*** Selected passage Section Begins ***

But the Telegram provider restarts on network failures. Each restart calls resolveTelegramTransport() again — a new closure, a new stickyIpv4FallbackEnabled = false. The flag resets. IPv6 attempt. EHOSTUNREACH. Flag sets. Provider fails. Restart. Loop.
Every two minutes in the logs, the same sequence repeating.
The Common Workaround That Doesn't Work
The standard advice for Node.js IPv6 issues:
node --no-network-family-autoselection app.js
# or
net.setDefaultAutoSelectFamily(false)
Both affect Node.js's built-in net module. Neither affects undici. Node.js's fetch() (since v18) uses undici internally, which has its own autoSelectFamily option in its Agent configuration — independent of the net module setting.
Setting NODE_OPTIONS=--no-network-family-autoselection and watching undici still attempt IPv6 is a documented frustration. The two systems are not connected. This is tracked in nodejs/node #54359.
The Fix
The gateway exposes an environment variable for this case:
OPENCLAW_TELEGRAM_DISABLE_AUTO_SELECT_FAMILY=1
This sets autoSelectFamily: false in the undici Agent at initialization — not as a fallback after failure, but as the initial configuration:
if (isTruthyEnvValue(env["OPENCLAW_TELEGRAM_DISABLE_AUTO_SELECT_FAMILY"])) {
return { value: false, source: `env:OPENCLAW_TELEGRAM_DISABLE_AUTO_SELECT_FAMILY` };
}
Add it to the launchd plist:
<key>OPENCLAW_TELEGRAM_DISABLE_AUTO_SELECT_FAMILY</key>
<string>1</string>
Reload:
launchctl unload ~/Library/LaunchAgents/ai.openclaw.gateway.plist
launchctl load ~/Library/LaunchAgents/ai.openclaw.gateway.plist
launchctl start ai.openclaw.gateway
After reload, the startup log changes from:
autoSelectFamily=true (default-node22)
fetch fallback: enabling sticky IPv4-only dispatcher...
To:
autoSelectFamily=false (env:OPENCLAW_TELEGRAM_DISABLE_AUTO_SELECT_FAMILY)
No ETIMEDOUT. No fallback loop. Bot responds immediately.

*** Selected passage Section Ends ***
*** Information shown Section Begins ***

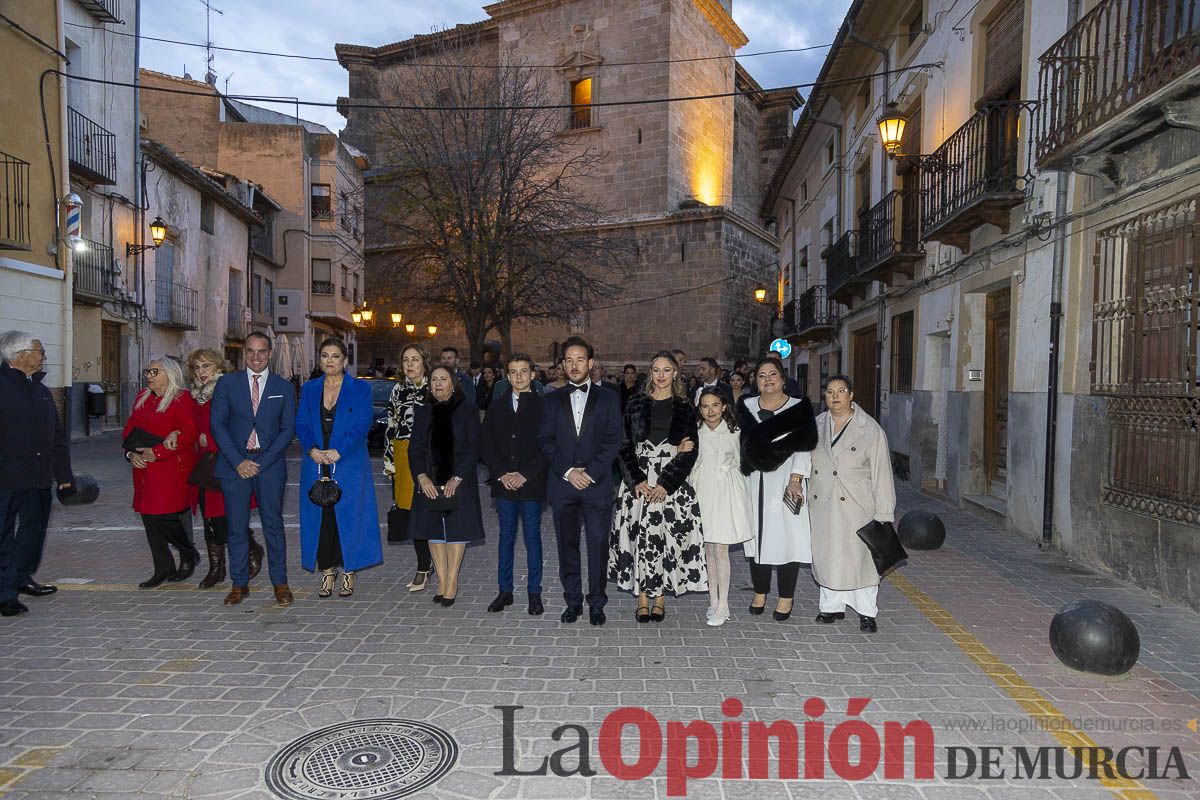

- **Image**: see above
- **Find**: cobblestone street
[0,434,1200,800]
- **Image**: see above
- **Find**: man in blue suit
[538,336,622,625]
[211,331,296,606]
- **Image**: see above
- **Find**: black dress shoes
[487,591,512,612]
[0,600,29,616]
[529,595,546,616]
[138,572,174,589]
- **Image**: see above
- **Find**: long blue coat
[296,375,383,572]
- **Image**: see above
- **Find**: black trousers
[142,511,196,575]
[750,559,800,600]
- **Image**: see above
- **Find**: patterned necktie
[246,375,262,450]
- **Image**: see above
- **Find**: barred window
[1091,198,1200,525]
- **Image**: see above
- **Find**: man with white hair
[0,331,74,616]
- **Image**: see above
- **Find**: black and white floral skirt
[608,441,708,597]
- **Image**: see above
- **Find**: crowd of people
[0,331,895,632]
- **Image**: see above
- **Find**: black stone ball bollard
[896,510,946,551]
[1050,600,1141,675]
[58,475,100,506]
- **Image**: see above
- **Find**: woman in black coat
[408,366,484,606]
[608,350,708,622]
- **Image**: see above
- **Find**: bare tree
[367,34,634,359]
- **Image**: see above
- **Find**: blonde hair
[133,355,185,414]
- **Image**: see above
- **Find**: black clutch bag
[121,428,163,452]
[858,519,908,575]
[308,469,342,509]
[187,452,221,492]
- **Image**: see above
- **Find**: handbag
[308,464,342,509]
[187,452,221,492]
[858,519,908,575]
[121,428,164,452]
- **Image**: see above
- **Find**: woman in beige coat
[809,375,896,633]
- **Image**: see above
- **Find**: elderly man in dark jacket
[481,353,546,615]
[0,331,73,616]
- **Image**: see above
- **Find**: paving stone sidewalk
[0,434,1200,800]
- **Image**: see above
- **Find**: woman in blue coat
[296,338,383,597]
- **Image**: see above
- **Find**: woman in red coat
[122,357,199,589]
[182,348,263,589]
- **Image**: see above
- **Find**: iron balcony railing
[148,281,197,331]
[71,239,116,300]
[1037,0,1200,167]
[826,230,859,297]
[67,108,116,184]
[858,190,925,273]
[796,284,838,336]
[0,152,30,249]
[920,100,1038,239]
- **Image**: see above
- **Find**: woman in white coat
[809,375,896,633]
[734,357,817,621]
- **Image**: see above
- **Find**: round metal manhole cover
[266,720,458,800]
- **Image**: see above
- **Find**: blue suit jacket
[210,371,296,480]
[538,385,622,503]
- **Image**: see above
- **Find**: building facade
[337,0,800,365]
[761,0,1200,606]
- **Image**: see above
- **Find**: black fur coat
[618,392,700,494]
[738,397,817,475]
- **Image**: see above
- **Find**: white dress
[745,397,812,564]
[690,420,754,545]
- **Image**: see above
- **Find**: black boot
[200,542,226,589]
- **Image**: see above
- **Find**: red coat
[121,389,196,513]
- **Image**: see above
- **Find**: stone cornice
[692,0,750,49]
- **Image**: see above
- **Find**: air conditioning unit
[275,289,307,333]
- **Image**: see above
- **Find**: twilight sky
[142,0,850,131]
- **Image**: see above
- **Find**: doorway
[850,325,880,419]
[984,289,1012,500]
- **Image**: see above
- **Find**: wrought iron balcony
[67,108,116,185]
[920,100,1038,252]
[826,230,871,306]
[146,281,198,331]
[0,152,31,249]
[71,239,116,303]
[796,284,838,344]
[858,190,925,284]
[1037,0,1200,169]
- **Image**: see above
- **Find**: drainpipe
[1038,0,1079,551]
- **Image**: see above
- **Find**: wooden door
[850,326,880,419]
[984,289,1012,498]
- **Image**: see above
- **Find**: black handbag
[308,467,342,509]
[121,428,163,452]
[187,452,221,492]
[858,519,908,575]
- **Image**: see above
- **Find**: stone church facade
[337,0,802,369]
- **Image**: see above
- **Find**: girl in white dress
[691,386,754,627]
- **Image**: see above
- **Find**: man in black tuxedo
[538,336,622,625]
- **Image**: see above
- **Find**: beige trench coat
[808,405,896,591]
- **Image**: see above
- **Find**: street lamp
[125,217,167,257]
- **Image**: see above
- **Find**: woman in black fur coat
[738,357,817,621]
[608,350,708,622]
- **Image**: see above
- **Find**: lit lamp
[125,217,167,257]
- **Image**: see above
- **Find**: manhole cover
[266,720,458,800]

*** Information shown Section Ends ***

### Try it
Continue the write-up on the Telegram gateway's IPv6 fallback loop, starting after its last line.

### Response area
Why Tailscale Causes This When Other VPNs Don't
Most VPNs either take over routing entirely (including IPv6), or disable IPv6 on setup.
Tailscale is a mesh VPN for private connectivity between devices. It assigns each device a Tailscale IPv6 address (fd7a:115c:a1e0::/48) for internal reachability and injects IPv6 routes to handle it. But unless an exit node with IPv6 capability is explicitly configured, Tailscale doesn't provide IPv6 internet connectivity — only IPv6 routes that terminate at its WireGuard interfaces.
The kernel sees routes and concludes IPv6 works. Node.js's Happy Eyeballs sees a routable IPv6 address and tries it first. The packet hits the Tailscale utun interface and dies with EHOSTUNREACH.
Check with:
netstat -rn -f inet6 | grep default
# utun entries = Tailscale is injecting IPv6 routes
scutil --nwi | grep -A5 "IPv6"
# "No IPv6 states found" = no real IPv6 internet
Both true simultaneously: you're in the trap.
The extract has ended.